══ Extracted information ══

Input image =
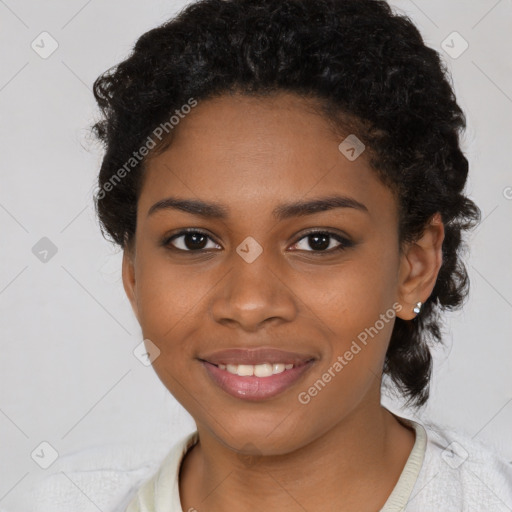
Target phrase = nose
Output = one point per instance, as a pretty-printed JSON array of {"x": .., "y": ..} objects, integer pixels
[{"x": 253, "y": 295}]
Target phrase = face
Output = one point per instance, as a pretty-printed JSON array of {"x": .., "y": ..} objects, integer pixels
[{"x": 258, "y": 278}]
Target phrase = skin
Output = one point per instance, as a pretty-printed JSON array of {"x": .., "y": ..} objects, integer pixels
[{"x": 251, "y": 155}]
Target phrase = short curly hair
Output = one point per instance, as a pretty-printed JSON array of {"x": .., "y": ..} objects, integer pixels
[{"x": 373, "y": 75}]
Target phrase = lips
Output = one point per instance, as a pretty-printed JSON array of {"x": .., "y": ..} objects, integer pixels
[{"x": 256, "y": 356}]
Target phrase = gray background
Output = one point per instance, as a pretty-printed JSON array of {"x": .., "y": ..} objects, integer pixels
[{"x": 68, "y": 374}]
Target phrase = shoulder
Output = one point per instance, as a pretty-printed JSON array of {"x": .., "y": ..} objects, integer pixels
[
  {"x": 102, "y": 477},
  {"x": 461, "y": 473}
]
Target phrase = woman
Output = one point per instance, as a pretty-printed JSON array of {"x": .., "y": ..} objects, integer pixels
[{"x": 286, "y": 182}]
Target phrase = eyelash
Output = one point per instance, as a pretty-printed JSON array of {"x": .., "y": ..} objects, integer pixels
[{"x": 344, "y": 242}]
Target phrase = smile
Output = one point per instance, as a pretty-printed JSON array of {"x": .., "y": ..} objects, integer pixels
[{"x": 256, "y": 382}]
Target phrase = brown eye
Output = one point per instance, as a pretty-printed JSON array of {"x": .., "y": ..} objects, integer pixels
[
  {"x": 190, "y": 241},
  {"x": 323, "y": 241}
]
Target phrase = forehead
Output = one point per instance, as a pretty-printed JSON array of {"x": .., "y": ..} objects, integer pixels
[{"x": 259, "y": 152}]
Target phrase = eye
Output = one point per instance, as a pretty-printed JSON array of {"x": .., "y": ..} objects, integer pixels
[
  {"x": 322, "y": 241},
  {"x": 189, "y": 240}
]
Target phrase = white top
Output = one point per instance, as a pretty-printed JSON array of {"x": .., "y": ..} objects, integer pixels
[
  {"x": 438, "y": 475},
  {"x": 445, "y": 472}
]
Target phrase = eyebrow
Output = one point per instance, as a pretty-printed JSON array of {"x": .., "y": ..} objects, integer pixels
[{"x": 281, "y": 212}]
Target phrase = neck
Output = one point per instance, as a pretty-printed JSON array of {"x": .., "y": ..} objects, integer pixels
[{"x": 356, "y": 465}]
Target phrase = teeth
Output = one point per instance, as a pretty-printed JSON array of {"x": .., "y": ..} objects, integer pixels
[{"x": 259, "y": 370}]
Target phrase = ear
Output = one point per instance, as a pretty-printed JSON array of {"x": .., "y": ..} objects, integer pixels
[
  {"x": 419, "y": 267},
  {"x": 128, "y": 274}
]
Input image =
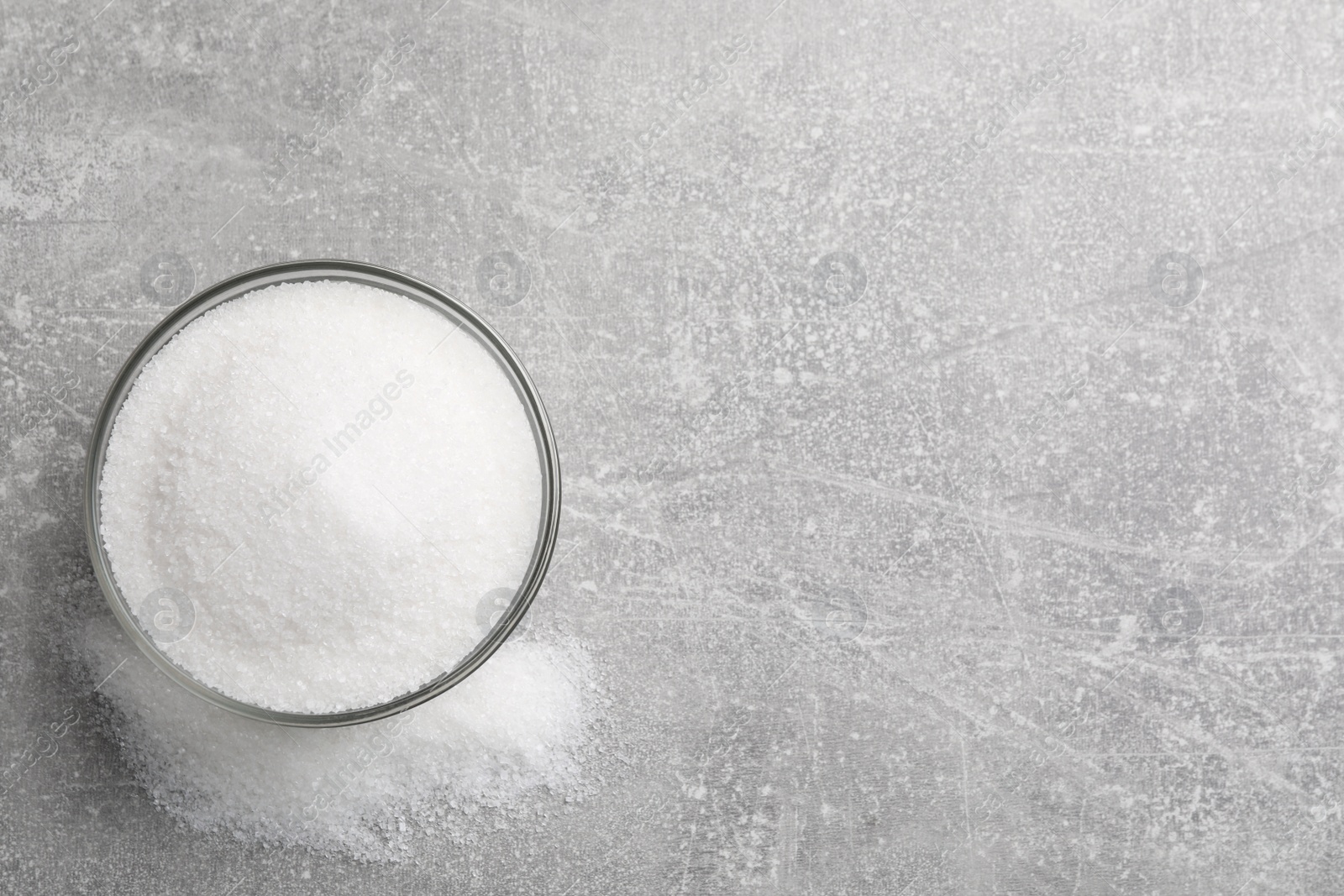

═══

Request: Please rewrite all the rows above, changing every "Target phrase" to "Label" and keeping everything else the same. Omit the pictures from your answer.

Solved exercise:
Input image =
Label = nose
Output = one point per instance, as a pretty-printed JSON array of {"x": .., "y": ..} objects, integer pixels
[{"x": 253, "y": 295}]
Label = face
Output = one point per instance, as a pretty-printed JSON array of {"x": .., "y": ..} objects, integer pixels
[{"x": 258, "y": 278}]
Label = skin
Output = one point per instance, as a pretty-printed JSON array of {"x": .., "y": ..} objects, integer pixels
[{"x": 251, "y": 155}]
Label = short curly hair
Output = one point per instance, as a pretty-printed JSON array of {"x": .., "y": ..} objects, integer pixels
[{"x": 373, "y": 75}]
Label = lips
Output = one point per instance, as a pretty-printed JSON array of {"x": .., "y": ..} objects, integer pixels
[{"x": 256, "y": 356}]
Label = gray background
Output = one point per instance, as a pretty-printed JSON array of {"x": .., "y": ..} objects, integer pixels
[{"x": 68, "y": 374}]
Label = shoulder
Output = one point per instance, as a pretty-printed JSON array of {"x": .., "y": ..} objects, integer pixels
[
  {"x": 102, "y": 477},
  {"x": 461, "y": 473}
]
Label = woman
Output = one point per instance, as a pretty-printed JSON array of {"x": .., "y": ..} objects, integer pixels
[{"x": 286, "y": 182}]
Label = eyelash
Output = one point per instance, as a pretty-printed JSON array of {"x": .., "y": ..} objects, integer pixels
[{"x": 344, "y": 242}]
Label = smile
Output = one point per instance, as a pretty-printed JSON array of {"x": .., "y": ..} objects, integer pixels
[{"x": 256, "y": 382}]
Label = brown eye
Output = one point per instance, as a pretty-printed JSON array of {"x": .., "y": ..} objects, integer pixels
[
  {"x": 190, "y": 241},
  {"x": 323, "y": 241}
]
Label = forehead
Output = one point per instance, as a pretty-printed JSON array of {"x": .., "y": ..} objects, integer pixels
[{"x": 259, "y": 152}]
Label = eye
Output = one point per instance, as a pretty-printed JSON array of {"x": .., "y": ..} objects, integer pixels
[
  {"x": 322, "y": 241},
  {"x": 189, "y": 240}
]
Label = white top
Output = one point per instance, as a pretty-printed JSON array of {"x": .., "y": ..} objects, integer pixels
[
  {"x": 438, "y": 475},
  {"x": 445, "y": 472}
]
Label = eyebrow
Output = one point per instance, as a pretty-printed JSON array of {"x": .., "y": ..} objects, integer pixels
[{"x": 281, "y": 212}]
Label = neck
Output = one point per instance, as a pretty-printed JSON array of {"x": .., "y": ..} objects, integer pixels
[{"x": 356, "y": 465}]
Label = teeth
Output = one point per instance, as a pretty-printed JSON array of {"x": .., "y": ..} objects, integer pixels
[{"x": 259, "y": 370}]
Label = ear
Output = one point per instance, as a pretty-printed JSON array of {"x": .., "y": ..} objects, integer pixels
[
  {"x": 419, "y": 267},
  {"x": 128, "y": 274}
]
Input image =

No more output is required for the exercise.